Segment Open

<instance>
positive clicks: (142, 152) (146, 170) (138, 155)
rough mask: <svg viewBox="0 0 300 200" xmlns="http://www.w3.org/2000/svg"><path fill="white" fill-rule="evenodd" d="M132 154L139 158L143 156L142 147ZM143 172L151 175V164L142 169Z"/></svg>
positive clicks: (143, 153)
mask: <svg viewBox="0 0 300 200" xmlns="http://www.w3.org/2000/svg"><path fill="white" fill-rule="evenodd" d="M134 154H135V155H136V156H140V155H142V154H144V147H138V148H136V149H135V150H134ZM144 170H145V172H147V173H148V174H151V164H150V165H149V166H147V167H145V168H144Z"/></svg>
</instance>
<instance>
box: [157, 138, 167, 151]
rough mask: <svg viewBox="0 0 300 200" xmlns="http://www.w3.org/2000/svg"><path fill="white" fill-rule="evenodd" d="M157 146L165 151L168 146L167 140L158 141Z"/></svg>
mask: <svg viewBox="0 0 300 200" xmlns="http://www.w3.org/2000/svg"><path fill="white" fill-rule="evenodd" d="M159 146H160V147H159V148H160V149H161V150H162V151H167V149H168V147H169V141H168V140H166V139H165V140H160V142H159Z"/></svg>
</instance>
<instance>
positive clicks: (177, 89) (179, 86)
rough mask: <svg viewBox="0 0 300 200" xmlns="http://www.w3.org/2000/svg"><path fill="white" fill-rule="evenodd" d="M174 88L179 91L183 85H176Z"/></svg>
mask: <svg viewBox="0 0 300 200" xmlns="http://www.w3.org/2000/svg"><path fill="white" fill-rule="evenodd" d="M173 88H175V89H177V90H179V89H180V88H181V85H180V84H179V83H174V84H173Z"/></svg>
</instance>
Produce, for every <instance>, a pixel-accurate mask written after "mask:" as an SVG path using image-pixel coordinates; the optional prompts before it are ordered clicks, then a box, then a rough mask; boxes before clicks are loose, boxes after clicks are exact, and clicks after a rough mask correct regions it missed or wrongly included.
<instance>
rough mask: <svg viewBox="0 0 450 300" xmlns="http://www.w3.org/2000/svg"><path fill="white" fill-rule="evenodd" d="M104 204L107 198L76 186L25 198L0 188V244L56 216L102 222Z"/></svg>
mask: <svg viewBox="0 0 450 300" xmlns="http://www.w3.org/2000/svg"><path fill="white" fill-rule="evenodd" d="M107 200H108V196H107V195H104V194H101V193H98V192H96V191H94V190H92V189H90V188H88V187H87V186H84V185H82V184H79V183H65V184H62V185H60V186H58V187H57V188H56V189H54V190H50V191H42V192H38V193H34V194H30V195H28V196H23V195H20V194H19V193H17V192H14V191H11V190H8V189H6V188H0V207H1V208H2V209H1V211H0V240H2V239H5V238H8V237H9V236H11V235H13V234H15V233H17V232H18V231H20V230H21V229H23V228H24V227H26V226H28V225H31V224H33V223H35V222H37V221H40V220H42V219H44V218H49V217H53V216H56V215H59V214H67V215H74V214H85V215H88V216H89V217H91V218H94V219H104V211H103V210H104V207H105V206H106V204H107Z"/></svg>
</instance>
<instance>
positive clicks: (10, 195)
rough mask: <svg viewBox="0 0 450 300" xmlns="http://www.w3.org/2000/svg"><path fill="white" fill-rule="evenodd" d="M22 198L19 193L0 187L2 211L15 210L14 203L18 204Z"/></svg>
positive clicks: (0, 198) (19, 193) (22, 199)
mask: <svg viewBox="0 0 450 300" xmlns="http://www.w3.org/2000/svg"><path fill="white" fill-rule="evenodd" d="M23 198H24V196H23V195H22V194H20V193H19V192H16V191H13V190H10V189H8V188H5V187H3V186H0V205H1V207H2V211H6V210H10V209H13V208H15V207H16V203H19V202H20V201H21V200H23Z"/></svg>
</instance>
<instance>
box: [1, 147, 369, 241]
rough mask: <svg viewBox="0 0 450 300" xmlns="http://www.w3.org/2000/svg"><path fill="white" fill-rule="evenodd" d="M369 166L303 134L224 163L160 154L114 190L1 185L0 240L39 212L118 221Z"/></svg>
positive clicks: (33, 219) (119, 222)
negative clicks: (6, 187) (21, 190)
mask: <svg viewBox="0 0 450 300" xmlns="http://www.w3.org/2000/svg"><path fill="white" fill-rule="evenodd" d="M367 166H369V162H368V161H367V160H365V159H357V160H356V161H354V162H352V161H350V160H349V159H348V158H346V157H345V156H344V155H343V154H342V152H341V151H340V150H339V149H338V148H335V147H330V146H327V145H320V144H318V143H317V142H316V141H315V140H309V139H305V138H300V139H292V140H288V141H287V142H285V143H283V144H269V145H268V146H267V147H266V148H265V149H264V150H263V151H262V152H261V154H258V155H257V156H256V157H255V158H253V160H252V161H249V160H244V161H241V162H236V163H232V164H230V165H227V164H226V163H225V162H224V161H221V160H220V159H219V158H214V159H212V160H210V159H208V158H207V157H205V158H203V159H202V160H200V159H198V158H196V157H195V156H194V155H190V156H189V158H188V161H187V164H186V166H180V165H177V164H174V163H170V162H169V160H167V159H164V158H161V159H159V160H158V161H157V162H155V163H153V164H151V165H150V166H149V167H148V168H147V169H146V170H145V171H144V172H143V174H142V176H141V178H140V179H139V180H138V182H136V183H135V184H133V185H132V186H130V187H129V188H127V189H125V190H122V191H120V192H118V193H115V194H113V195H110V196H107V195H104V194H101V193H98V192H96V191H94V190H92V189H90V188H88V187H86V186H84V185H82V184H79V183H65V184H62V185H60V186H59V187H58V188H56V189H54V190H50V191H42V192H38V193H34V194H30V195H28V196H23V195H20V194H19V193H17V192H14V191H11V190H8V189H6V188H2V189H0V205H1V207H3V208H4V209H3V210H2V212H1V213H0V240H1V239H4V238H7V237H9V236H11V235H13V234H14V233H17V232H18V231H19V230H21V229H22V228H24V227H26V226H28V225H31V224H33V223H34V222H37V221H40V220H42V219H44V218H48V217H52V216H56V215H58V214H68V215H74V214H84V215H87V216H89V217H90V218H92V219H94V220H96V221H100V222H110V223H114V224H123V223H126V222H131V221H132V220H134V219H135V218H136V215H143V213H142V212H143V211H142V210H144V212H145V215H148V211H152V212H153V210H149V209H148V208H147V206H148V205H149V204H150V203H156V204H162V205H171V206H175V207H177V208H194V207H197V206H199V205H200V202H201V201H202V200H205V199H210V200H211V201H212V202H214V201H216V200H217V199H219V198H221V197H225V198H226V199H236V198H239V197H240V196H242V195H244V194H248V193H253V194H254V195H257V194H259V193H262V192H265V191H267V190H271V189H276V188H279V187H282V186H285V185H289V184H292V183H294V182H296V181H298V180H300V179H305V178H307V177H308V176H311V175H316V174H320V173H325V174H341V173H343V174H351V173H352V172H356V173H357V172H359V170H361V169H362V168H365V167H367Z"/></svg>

Segment Closed

● Task prompt: Transcribe the records above with every character unchanged.

● Result of the exercise:
<instance>
positive clicks: (142, 152) (146, 170) (138, 155)
rough mask: <svg viewBox="0 0 300 200" xmlns="http://www.w3.org/2000/svg"><path fill="white" fill-rule="evenodd" d="M132 154L139 158L143 156L142 147ZM143 172L151 175V164L142 169Z"/></svg>
positive clicks: (143, 153)
mask: <svg viewBox="0 0 300 200" xmlns="http://www.w3.org/2000/svg"><path fill="white" fill-rule="evenodd" d="M134 154H135V155H136V156H140V155H142V154H144V147H138V148H136V149H135V150H134ZM144 170H145V172H147V173H148V174H151V164H150V165H149V166H147V167H145V168H144Z"/></svg>
</instance>
<instance>
box: [157, 138, 167, 151]
rough mask: <svg viewBox="0 0 300 200" xmlns="http://www.w3.org/2000/svg"><path fill="white" fill-rule="evenodd" d="M157 146L165 151L168 146L167 140L158 141Z"/></svg>
mask: <svg viewBox="0 0 300 200" xmlns="http://www.w3.org/2000/svg"><path fill="white" fill-rule="evenodd" d="M159 146H160V147H159V148H160V149H161V150H162V151H167V149H168V147H169V141H168V140H166V139H165V140H160V142H159Z"/></svg>
</instance>
<instance>
positive clicks: (177, 89) (179, 86)
rough mask: <svg viewBox="0 0 300 200" xmlns="http://www.w3.org/2000/svg"><path fill="white" fill-rule="evenodd" d="M174 88L179 91L183 85H176Z"/></svg>
mask: <svg viewBox="0 0 300 200" xmlns="http://www.w3.org/2000/svg"><path fill="white" fill-rule="evenodd" d="M173 88H175V89H177V90H179V89H180V88H181V85H180V84H179V83H174V84H173Z"/></svg>
</instance>
Produce, for every <instance>, a pixel-accurate mask written after "mask:" as an SVG path using image-pixel coordinates; the optional prompts before it are ordered clicks, then a box, then a rough mask; boxes before clicks are loose, boxes after clicks are exact, and clicks after a rough mask correct regions it missed or wrongly included.
<instance>
rough mask: <svg viewBox="0 0 450 300" xmlns="http://www.w3.org/2000/svg"><path fill="white" fill-rule="evenodd" d="M104 204L107 198L76 186L25 198L0 188V244L56 216L102 222Z"/></svg>
mask: <svg viewBox="0 0 450 300" xmlns="http://www.w3.org/2000/svg"><path fill="white" fill-rule="evenodd" d="M107 200H108V196H107V195H104V194H101V193H98V192H96V191H94V190H92V189H90V188H88V187H87V186H84V185H82V184H79V183H65V184H62V185H60V186H58V187H57V188H56V189H54V190H50V191H42V192H38V193H34V194H30V195H28V196H23V195H20V194H19V193H17V192H14V191H11V190H8V189H6V188H0V207H1V208H2V209H1V211H0V240H2V239H5V238H8V237H9V236H11V235H13V234H15V233H17V232H18V231H20V230H21V229H23V228H24V227H26V226H28V225H31V224H33V223H35V222H37V221H40V220H42V219H44V218H49V217H53V216H56V215H59V214H67V215H74V214H85V215H88V216H89V217H91V218H94V219H104V211H103V210H104V207H105V206H106V204H107Z"/></svg>
</instance>
<instance>
positive clicks: (10, 195)
rough mask: <svg viewBox="0 0 450 300" xmlns="http://www.w3.org/2000/svg"><path fill="white" fill-rule="evenodd" d="M22 198L19 193L0 187L2 211L15 210L14 203L18 204Z"/></svg>
positive clicks: (0, 198) (19, 193) (22, 199)
mask: <svg viewBox="0 0 450 300" xmlns="http://www.w3.org/2000/svg"><path fill="white" fill-rule="evenodd" d="M23 198H24V196H23V195H22V194H20V193H19V192H16V191H13V190H10V189H8V188H5V187H3V186H0V205H1V207H2V211H6V210H10V209H13V208H15V207H16V203H19V202H20V201H21V200H23Z"/></svg>
</instance>
<instance>
box: [1, 147, 369, 241]
rough mask: <svg viewBox="0 0 450 300" xmlns="http://www.w3.org/2000/svg"><path fill="white" fill-rule="evenodd" d="M369 166L303 134L224 163L160 154L114 190L1 185L0 240L39 212L118 221Z"/></svg>
positive clicks: (33, 219) (119, 222)
negative clicks: (6, 187) (21, 190)
mask: <svg viewBox="0 0 450 300" xmlns="http://www.w3.org/2000/svg"><path fill="white" fill-rule="evenodd" d="M367 166H369V162H368V161H367V160H365V159H357V160H356V161H354V162H352V161H350V160H349V159H348V158H346V157H345V156H344V155H343V154H342V152H341V151H340V150H339V149H338V148H335V147H330V146H327V145H320V144H318V143H317V142H316V141H315V140H309V139H305V138H300V139H292V140H288V141H287V142H285V143H283V144H269V145H268V146H267V147H266V148H265V149H264V150H263V151H262V152H261V154H258V155H257V156H256V157H255V158H253V160H252V161H249V160H244V161H241V162H236V163H232V164H230V165H227V164H226V163H225V162H224V161H221V160H220V159H219V158H214V159H212V160H210V159H208V158H207V157H205V158H203V159H202V160H200V159H198V158H196V157H195V156H194V155H190V156H189V158H188V161H187V164H186V166H180V165H177V164H174V163H170V162H169V160H167V159H164V158H161V159H159V160H158V161H157V162H155V163H153V164H151V165H150V166H149V167H148V168H147V169H146V170H145V171H144V172H143V174H142V176H141V178H140V179H139V180H138V182H136V183H135V184H133V185H132V186H130V187H129V188H127V189H125V190H122V191H120V192H118V193H115V194H113V195H110V196H107V195H104V194H101V193H98V192H96V191H94V190H92V189H90V188H88V187H86V186H84V185H82V184H79V183H65V184H62V185H60V186H59V187H58V188H56V189H54V190H50V191H42V192H38V193H34V194H30V195H28V196H23V195H20V194H19V193H17V192H14V191H11V190H8V189H6V188H2V189H0V205H1V207H3V208H4V209H3V210H2V212H1V213H0V240H1V239H4V238H7V237H9V236H11V235H13V234H14V233H17V232H18V231H19V230H21V229H22V228H24V227H26V226H28V225H31V224H33V223H34V222H37V221H40V220H42V219H44V218H48V217H52V216H56V215H58V214H68V215H74V214H84V215H87V216H89V217H90V218H92V219H94V220H96V221H100V222H110V223H114V224H123V223H126V222H131V221H132V220H134V219H135V218H136V215H143V213H142V212H143V211H142V210H144V212H145V215H148V211H152V212H153V210H149V209H148V208H147V206H148V205H149V204H150V203H156V204H162V205H171V206H175V207H177V208H194V207H197V206H199V205H200V202H201V201H202V200H205V199H210V200H211V201H212V202H214V201H216V200H217V199H219V198H221V197H225V198H226V199H236V198H239V197H240V196H242V195H244V194H248V193H253V194H254V195H257V194H259V193H262V192H265V191H267V190H271V189H276V188H279V187H282V186H285V185H289V184H292V183H294V182H296V181H298V180H300V179H305V178H307V177H308V176H311V175H316V174H320V173H325V174H341V173H343V174H351V173H352V172H356V173H357V172H359V170H361V169H362V168H365V167H367Z"/></svg>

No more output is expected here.